## Problème posé A:
Réécrivez en liste JSON de chaînes, une chaîne par ligne et sans les lignes vides, les lignes des enregistrements allant de la ligne contenant "the building roof" jusqu'à la ligne contenant "x=307, y=546", bornes incluses.

## Extrait du document:

· · · · · · ·

Live Report

CERNUNNOS PAGAN FEST 2020 - Jour 2 - La Ferme Du Buisson - 23/2/2020

 
Dimanche 23 février, retour à la Ferme du Buisson dès le début de l’après-midi pour une nouvelle flopée de groupes à découvrir ou revoir sur scène. Le premier de la journée est une découverte pour moi, il s’agit de Frekkr, un groupe nancéen jouant du black viking, avec des paroles en français s’il vous plaît. Ce qui pour moi est un mal pour un bien, en fonction des conditions d’écoute : l’acoustique de l’Abreuvoir ne m’a pas vraiment permis de saisir plus que quelques mots par ci par là des paroles, ce qui est un peu frustrant vu que certains des titres des quatre artistes sont vraiment jolis, comme « Des cendres renaîtront les mondes » ou « Le Sort des Parjures ». Batterie, guitares, basse, chant clair et saturé en alternance, paroles vraisemblablement inspirées, il y a de bons éléments pour que le tout soit intéressant, mais l’ensemble produit quand même une impression un peu jeune et timide, et le public n’est pas encore à fond.

· · · · · · ·

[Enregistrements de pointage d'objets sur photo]
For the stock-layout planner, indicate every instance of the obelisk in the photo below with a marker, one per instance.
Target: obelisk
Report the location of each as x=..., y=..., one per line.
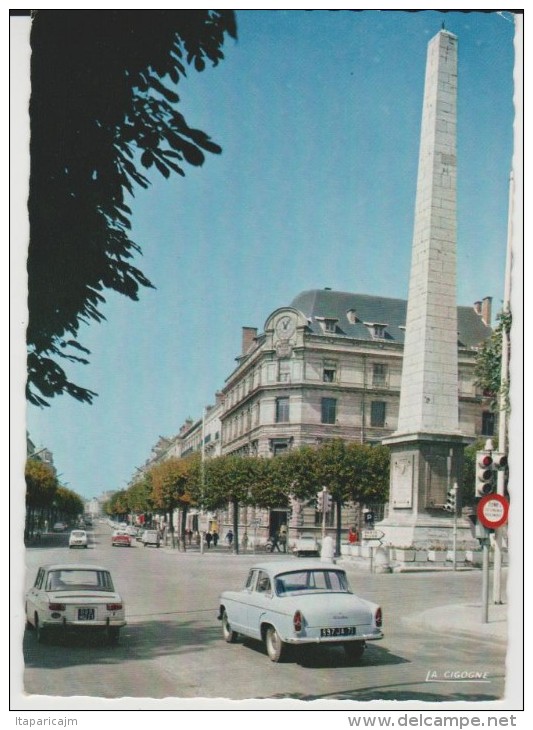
x=427, y=447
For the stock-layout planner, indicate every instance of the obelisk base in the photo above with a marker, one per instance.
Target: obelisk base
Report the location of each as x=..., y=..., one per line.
x=424, y=466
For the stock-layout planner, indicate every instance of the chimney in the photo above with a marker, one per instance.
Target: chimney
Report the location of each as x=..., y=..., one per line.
x=248, y=336
x=486, y=310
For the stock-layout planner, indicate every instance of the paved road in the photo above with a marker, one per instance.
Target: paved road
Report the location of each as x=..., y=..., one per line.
x=172, y=645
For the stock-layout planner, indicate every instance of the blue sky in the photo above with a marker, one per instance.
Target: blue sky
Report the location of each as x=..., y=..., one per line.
x=318, y=114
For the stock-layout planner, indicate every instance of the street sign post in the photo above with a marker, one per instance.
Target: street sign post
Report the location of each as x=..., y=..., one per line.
x=492, y=512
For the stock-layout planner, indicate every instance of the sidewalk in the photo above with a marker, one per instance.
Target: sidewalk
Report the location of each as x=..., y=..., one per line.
x=465, y=620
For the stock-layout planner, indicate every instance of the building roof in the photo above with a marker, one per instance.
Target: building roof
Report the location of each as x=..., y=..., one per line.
x=356, y=313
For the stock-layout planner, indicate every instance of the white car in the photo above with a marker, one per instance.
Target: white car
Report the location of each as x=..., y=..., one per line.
x=74, y=597
x=78, y=538
x=296, y=603
x=307, y=546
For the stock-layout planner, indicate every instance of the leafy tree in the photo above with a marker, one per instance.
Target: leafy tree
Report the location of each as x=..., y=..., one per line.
x=102, y=110
x=118, y=504
x=230, y=479
x=68, y=503
x=295, y=472
x=140, y=495
x=41, y=488
x=170, y=487
x=489, y=363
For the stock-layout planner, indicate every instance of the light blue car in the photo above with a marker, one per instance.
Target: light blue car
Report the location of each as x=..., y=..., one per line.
x=286, y=603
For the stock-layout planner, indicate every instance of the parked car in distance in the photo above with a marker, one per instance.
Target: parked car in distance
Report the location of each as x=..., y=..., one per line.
x=78, y=538
x=307, y=545
x=286, y=604
x=151, y=537
x=74, y=597
x=120, y=538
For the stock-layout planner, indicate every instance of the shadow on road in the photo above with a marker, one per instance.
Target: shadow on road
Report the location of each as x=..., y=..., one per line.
x=325, y=657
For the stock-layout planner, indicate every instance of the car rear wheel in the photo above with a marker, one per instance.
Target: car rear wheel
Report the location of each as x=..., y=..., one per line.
x=42, y=633
x=229, y=635
x=354, y=649
x=113, y=634
x=276, y=648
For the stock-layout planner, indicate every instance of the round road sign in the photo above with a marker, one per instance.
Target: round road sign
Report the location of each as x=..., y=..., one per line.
x=493, y=510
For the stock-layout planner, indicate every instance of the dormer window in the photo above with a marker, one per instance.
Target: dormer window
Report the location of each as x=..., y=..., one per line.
x=329, y=324
x=377, y=329
x=351, y=316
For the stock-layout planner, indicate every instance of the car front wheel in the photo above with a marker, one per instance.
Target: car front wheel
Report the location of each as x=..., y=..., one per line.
x=229, y=635
x=276, y=648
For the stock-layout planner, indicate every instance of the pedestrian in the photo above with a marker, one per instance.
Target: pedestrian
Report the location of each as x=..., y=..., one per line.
x=283, y=537
x=274, y=542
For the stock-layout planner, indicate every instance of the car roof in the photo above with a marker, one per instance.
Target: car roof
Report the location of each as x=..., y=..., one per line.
x=284, y=566
x=72, y=566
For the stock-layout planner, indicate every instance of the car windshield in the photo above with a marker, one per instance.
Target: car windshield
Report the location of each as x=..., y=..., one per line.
x=312, y=580
x=68, y=579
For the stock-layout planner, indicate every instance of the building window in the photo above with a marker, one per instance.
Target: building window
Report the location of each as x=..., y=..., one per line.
x=329, y=374
x=379, y=374
x=377, y=329
x=282, y=410
x=487, y=423
x=329, y=410
x=284, y=372
x=377, y=413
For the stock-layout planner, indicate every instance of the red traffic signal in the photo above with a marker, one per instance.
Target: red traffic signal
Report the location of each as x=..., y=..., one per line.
x=499, y=460
x=484, y=473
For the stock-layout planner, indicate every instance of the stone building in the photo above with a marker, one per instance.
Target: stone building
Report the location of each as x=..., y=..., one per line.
x=329, y=366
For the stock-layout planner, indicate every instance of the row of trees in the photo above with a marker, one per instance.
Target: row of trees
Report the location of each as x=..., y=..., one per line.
x=46, y=498
x=352, y=473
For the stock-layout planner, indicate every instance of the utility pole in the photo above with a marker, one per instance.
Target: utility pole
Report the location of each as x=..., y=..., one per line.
x=504, y=389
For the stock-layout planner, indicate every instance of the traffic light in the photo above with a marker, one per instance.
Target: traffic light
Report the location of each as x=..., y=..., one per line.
x=369, y=517
x=451, y=500
x=499, y=460
x=484, y=473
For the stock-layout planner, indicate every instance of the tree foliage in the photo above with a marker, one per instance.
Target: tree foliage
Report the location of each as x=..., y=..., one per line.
x=103, y=109
x=41, y=484
x=489, y=363
x=170, y=484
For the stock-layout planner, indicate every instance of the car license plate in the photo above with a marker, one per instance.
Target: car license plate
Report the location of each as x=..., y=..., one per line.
x=85, y=614
x=339, y=631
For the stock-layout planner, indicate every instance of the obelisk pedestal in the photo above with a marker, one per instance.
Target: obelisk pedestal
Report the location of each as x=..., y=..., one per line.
x=427, y=447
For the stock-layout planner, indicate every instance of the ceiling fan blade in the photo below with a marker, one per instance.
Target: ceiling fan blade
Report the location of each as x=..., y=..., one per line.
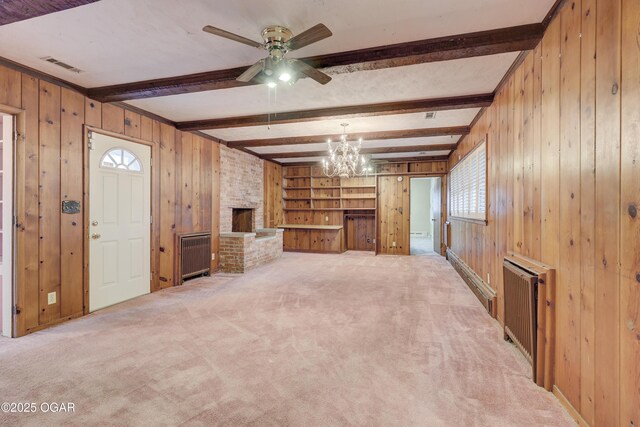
x=251, y=72
x=309, y=71
x=312, y=35
x=227, y=35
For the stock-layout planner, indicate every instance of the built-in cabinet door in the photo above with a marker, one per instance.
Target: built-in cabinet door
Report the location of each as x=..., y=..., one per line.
x=119, y=221
x=360, y=233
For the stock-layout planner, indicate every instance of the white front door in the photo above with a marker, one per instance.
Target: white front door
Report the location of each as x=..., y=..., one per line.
x=119, y=221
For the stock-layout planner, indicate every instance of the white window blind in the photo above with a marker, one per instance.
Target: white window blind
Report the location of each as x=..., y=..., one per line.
x=468, y=186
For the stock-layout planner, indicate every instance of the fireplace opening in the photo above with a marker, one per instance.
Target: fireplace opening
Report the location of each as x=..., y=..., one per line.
x=242, y=220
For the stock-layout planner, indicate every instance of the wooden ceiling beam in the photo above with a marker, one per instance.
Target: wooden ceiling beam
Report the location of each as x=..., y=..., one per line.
x=491, y=42
x=380, y=161
x=365, y=151
x=368, y=110
x=20, y=10
x=369, y=136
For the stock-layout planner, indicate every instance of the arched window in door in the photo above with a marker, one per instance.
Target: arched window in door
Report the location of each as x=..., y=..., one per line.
x=119, y=158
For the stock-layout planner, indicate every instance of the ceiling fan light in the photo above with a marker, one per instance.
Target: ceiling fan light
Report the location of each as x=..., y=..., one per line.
x=285, y=77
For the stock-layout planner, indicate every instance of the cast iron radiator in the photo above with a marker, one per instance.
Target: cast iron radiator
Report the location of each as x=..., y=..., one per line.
x=194, y=251
x=520, y=310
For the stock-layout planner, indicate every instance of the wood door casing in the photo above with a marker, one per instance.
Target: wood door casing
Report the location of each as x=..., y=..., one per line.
x=393, y=215
x=360, y=232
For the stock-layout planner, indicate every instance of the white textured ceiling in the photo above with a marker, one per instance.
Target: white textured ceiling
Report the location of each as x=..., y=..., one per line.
x=356, y=124
x=373, y=157
x=118, y=41
x=409, y=142
x=433, y=80
x=122, y=41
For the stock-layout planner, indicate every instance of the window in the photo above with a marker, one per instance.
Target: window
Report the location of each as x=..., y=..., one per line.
x=119, y=158
x=468, y=186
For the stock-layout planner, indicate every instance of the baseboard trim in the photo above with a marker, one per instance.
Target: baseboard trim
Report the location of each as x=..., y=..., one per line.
x=569, y=407
x=485, y=294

· · · · · · ·

## Problème posé B:
Prolongez le compte rendu du deuxième jour du Cernunnos Pagan Fest 2020 à partir de sa dernière phrase.

## Réponse attendue A:
[
  "For the stock-layout planner, indicate every instance of the building roof in the photo above with a marker, one per instance.",
  "Target: building roof",
  "Report the location of each as x=..., y=..., one per line.",
  "x=356, y=313",
  "For the stock-layout planner, indicate every instance of the white car in the photo above with a marker, one per instance.",
  "Target: white car",
  "Report the location of each as x=..., y=..., one per line.",
  "x=74, y=597",
  "x=78, y=538",
  "x=296, y=603",
  "x=307, y=546"
]

## Réponse attendue B:
Après ce premier set c’est un autre groupe français qui a pris le relais dans la Halle, venu de Nantes cette fois, Infinityum, une autre découverte. Et je dois dire que j’ai été très rapidement séduite par tout ce que ces gars-là avaient à offrir : charisme, énergie, déplacements en tous sens sur la scène, lumières assez réussies qui sont venues compenser la surdose de brume initiale, sourires des musiciens qui semblaient vraiment profiter à fond du moment. Impossible de ne pas se laisser happer dans ces conditions ! Si c’est avant tout la bonne humeur et le dynamisme des nantais en jupes qui m’ont séduite, mes oreilles ont également été ravies – malgré quelques réglages un peu aléatoires du son par moments – par le combo de black, death, metal sympho et folk délivré par le groupe qui se réclame d’Ensiferum et d’Equilibrium (et pas seulement pour les noms dignes de camps romains dans « Astérix »). De l’excellent metal pagan épique qui gagne à être de plus en plus connu ! (Prix spécial pour le style automne/hiver au guitariste qui a agrémenté son kilt noir de tongs pour un look metal nonchalant.)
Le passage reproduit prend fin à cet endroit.